WHAT TO PRODUCE.
Could you output the entries that follow exactly, omitting any pictures they contain?

EXERCISE INPUT.
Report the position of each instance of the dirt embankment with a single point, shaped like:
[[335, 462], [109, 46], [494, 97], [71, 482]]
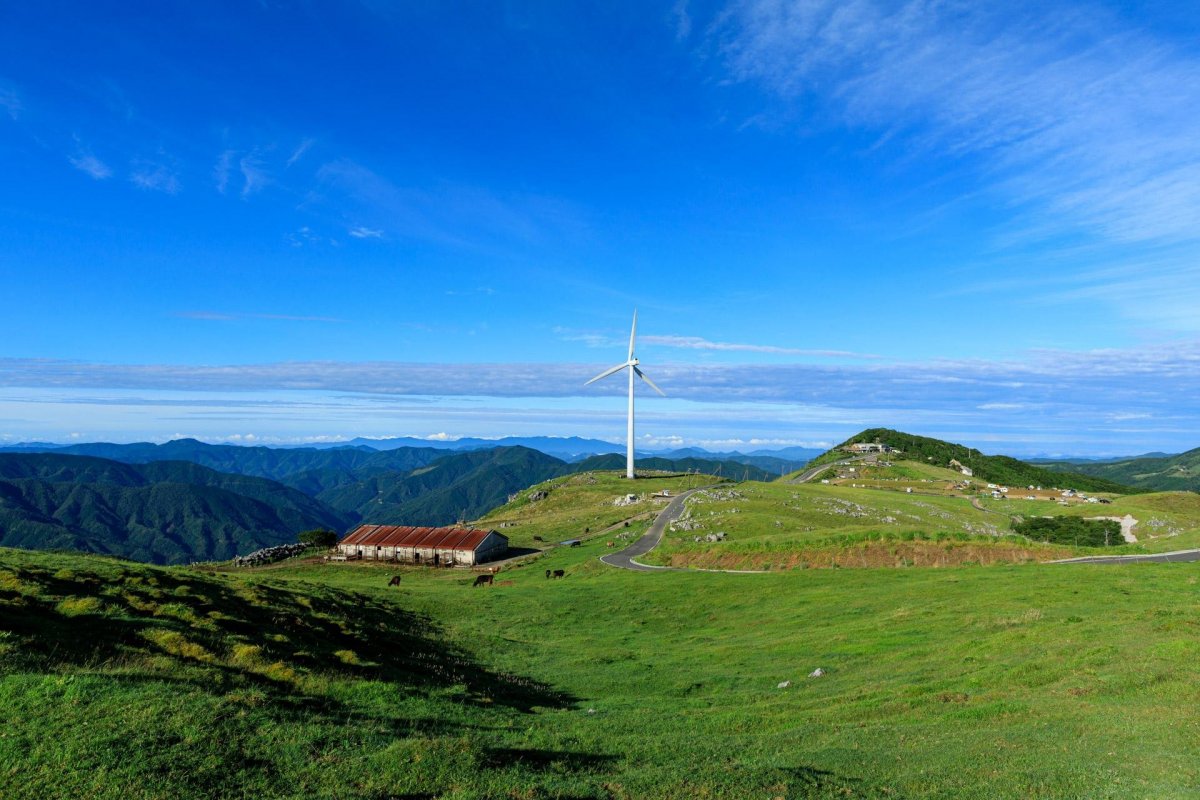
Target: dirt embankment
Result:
[[871, 554]]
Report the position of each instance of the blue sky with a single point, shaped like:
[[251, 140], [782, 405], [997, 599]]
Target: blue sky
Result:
[[306, 221]]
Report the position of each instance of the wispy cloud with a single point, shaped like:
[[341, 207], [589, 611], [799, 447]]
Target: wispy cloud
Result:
[[1133, 400], [255, 175], [445, 214], [222, 169], [681, 19], [301, 149], [10, 101], [699, 343], [88, 163], [1091, 120], [1075, 124], [227, 317], [155, 176], [477, 290], [1159, 376]]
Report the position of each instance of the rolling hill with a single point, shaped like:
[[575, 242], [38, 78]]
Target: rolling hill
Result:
[[731, 469], [997, 469]]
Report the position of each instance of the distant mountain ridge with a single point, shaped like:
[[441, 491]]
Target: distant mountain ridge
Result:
[[569, 449], [167, 512], [186, 500], [1147, 473]]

EXERCISE RESULT.
Report the position of each instance of the dirt embankment with a single point, shaped like:
[[335, 462], [109, 46], [494, 97], [71, 482]]
Target: dirt embankment
Result:
[[871, 554]]
Report the position of each instance of the blue sky with a single point, shaped like:
[[251, 140], [782, 405], [997, 599]]
Target: blue sky
Result:
[[306, 221]]
Report the position of each instance of the wispy cloud with a single point, shaped like:
[[341, 207], [589, 611], [799, 447]]
Target: wispy cloud
Result:
[[1133, 400], [255, 175], [445, 214], [222, 169], [681, 19], [301, 149], [10, 101], [699, 343], [88, 163], [1091, 120], [1075, 124], [227, 317], [155, 176], [477, 290], [1159, 376]]
Report the position of each instance of the rolling hill with a single point, shaped like:
[[575, 242], [38, 78]]
Target: rolling hill
Result:
[[731, 469], [997, 469]]
Report the position of each instance of the distant mountain ridge with a single point, shaped like:
[[441, 491]]
Target: distant mountain ridge
Result:
[[569, 449], [167, 512], [186, 500], [1147, 473]]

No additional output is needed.